Exercise set
[1] According to the passage on slopes, what are slopes called in calculus?
[2] Extract the passage on slopes word for word, between "Slopes for the" and "curves y = f(x).", inclusive.
BEGIN Passage
Slopes for the graphs of both linear and nonlinear curves y = f(x)
are met in late high school or early college calculus courses along with rules
for their calculation. In calculus, slopes are called derivatives. Formulas for
slopes are obtained or derived from formulas for curves y = f(x).
A simple geometric interpretation of slopes follows. The graph of a function y
= f(x) gives a two-dimensional trail through hills and valleys. A
skier in crossing such two or three dimensional hills is aware of the slope of
the ground and how this slope changes. The skier in question can tell when or
where the uphill and downhill sections are located from the slope of a ski. This
represents the first easily visualized physical or geometry interpretation of
slopes. Further examples will be given.
Rules for differentiation (slope calculation) give formulas for the slopes of
functions y = f(x). In the opposite direction, formulas for
functions y = f(x) may in some instances be found by
reversing the methods of slope calculation, a process called
anti-differentiation or integration. Finding a function f(x) from
a knowledge of its slope etc., leads to and justifies common formulas for the
perimeters, areas of regions in the plane, the length of curves and the volumes,
weights and masses of solids.
Other Books
The following why slopes chapters complement what is usually written
in algebra and calculus texts about the calculation of slopes and their
geometrical or physical interpretation. Their aim is to explain in a simple way
why slope calculation (differentiation rules) and the reversal of the slope
calculation process (anti-differentiation rules) are of interest. The rules for
differentiation and anti-differentiation are somewhat involved. But it is
possible without them to grasp clearly many of the ideas and motivations for
slope-related computations.
Most of the material below may fit between the definition of slopes for
straight lines in a high school algebra or trig course and the calculation of
slopes for nonlinear functions in calculus courses. The remaining material may
be read in or along side a first or second course on calculus or read before by
gifted students (avid readers) still in school.
END Passage
BEGIN Data entries
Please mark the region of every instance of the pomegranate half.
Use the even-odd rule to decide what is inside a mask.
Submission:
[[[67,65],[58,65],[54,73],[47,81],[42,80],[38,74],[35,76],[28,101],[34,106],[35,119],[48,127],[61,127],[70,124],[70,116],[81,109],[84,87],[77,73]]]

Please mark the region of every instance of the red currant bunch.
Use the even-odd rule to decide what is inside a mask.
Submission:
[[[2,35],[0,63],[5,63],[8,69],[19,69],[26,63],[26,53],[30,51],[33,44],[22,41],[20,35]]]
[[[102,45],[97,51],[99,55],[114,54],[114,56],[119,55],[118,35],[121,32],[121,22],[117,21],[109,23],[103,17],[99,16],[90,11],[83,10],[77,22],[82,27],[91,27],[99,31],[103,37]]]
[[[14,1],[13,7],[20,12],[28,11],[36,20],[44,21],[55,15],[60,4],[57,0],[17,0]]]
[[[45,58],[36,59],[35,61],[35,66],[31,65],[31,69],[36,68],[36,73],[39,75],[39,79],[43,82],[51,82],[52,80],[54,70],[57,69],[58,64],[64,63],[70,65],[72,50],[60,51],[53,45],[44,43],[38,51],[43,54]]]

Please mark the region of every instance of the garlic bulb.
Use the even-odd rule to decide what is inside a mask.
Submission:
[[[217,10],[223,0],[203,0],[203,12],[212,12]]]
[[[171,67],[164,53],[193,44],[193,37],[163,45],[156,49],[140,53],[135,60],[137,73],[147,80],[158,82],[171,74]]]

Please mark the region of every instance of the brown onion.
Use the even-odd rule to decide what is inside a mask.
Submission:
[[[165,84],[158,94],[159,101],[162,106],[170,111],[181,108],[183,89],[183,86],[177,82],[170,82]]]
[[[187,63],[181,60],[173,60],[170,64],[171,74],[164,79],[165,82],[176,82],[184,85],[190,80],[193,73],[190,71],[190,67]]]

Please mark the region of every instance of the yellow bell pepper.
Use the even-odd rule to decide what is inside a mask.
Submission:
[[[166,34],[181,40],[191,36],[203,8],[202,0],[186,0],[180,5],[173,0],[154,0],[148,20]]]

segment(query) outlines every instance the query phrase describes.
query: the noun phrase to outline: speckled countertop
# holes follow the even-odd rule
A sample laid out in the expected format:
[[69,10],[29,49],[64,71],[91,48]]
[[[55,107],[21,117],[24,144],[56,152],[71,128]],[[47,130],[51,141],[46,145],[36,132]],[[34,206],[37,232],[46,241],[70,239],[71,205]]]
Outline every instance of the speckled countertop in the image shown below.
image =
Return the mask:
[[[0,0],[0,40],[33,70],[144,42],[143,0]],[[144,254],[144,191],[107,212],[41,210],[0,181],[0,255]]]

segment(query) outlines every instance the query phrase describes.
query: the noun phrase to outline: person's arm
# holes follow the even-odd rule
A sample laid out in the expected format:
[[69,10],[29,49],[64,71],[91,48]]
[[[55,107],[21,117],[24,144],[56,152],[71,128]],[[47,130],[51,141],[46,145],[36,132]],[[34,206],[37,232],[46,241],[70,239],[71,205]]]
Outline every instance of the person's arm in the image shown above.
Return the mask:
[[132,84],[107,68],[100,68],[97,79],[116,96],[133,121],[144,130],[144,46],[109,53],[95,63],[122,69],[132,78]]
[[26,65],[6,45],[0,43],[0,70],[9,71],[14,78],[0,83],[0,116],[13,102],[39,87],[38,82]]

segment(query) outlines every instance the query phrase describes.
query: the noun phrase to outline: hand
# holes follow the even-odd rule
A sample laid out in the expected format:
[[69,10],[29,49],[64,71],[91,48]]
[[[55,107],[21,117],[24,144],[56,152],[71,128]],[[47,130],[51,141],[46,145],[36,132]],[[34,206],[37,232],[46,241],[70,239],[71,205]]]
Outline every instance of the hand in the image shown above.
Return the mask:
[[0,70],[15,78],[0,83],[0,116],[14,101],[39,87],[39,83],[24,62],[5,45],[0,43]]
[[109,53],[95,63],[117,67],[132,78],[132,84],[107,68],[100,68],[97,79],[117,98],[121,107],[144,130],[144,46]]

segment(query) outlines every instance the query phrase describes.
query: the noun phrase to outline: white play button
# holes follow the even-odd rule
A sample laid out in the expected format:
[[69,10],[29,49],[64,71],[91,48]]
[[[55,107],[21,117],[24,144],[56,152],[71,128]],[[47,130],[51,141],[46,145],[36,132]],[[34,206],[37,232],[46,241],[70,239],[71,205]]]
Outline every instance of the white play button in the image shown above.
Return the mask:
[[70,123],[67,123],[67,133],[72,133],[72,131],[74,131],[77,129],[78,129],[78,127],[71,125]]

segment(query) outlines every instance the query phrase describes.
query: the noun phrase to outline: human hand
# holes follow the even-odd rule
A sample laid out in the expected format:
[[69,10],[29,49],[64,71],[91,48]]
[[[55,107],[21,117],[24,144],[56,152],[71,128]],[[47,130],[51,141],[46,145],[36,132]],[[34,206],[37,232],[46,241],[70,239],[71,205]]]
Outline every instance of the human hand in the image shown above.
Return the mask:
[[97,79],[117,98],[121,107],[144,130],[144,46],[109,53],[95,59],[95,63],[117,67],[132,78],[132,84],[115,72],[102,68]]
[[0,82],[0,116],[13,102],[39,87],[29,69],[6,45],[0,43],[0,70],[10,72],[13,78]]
END Data entries
Answers to the tasks
[1] Derivatives.

[2]
Slopes for the graphs of both linear and nonlinear curves y = f(x)
are met in late high school or early college calculus courses along with rules
for their calculation. In calculus, slopes are called derivatives. Formulas for
slopes are obtained or derived from formulas for curves y = f(x).